**Problem to work on**
Where the listing below has a line with "Phrase -- girl's ear", write out exactly that line and every line after it, stopping after the line with "Phrase -- bag handle".

**Study material**

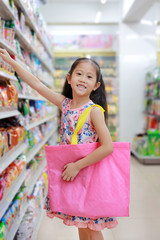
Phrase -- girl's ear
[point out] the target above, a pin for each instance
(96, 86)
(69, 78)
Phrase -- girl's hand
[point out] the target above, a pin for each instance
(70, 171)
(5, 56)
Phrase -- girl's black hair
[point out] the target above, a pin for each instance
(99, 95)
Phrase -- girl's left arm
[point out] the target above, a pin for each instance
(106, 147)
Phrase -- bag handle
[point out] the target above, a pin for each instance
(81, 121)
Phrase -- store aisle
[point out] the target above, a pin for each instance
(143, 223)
...
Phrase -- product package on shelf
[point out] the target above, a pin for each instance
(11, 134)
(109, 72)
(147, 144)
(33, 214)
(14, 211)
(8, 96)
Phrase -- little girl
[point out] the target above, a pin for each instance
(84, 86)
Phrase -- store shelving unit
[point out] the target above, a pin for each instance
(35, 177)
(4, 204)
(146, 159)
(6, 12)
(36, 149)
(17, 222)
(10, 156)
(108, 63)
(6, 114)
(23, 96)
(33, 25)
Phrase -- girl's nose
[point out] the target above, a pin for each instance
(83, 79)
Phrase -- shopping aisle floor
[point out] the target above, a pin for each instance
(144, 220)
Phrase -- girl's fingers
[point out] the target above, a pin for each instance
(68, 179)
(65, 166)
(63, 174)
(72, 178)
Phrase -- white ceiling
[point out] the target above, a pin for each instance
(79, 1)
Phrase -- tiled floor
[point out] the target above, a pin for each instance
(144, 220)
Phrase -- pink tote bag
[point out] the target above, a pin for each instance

**Reply**
Phrase -- girl's ear
[point out] the target above, a pin for each instance
(96, 86)
(69, 78)
Phrase -- girl's hand
[point out] the target above, a pin for each instance
(70, 171)
(5, 56)
Phrase -- girl's black hair
[point out] the target above, a pin for each instance
(99, 95)
Phrase -- girl's left arm
[point out] the target above, a pin for each instance
(106, 147)
Phrase -- bag handle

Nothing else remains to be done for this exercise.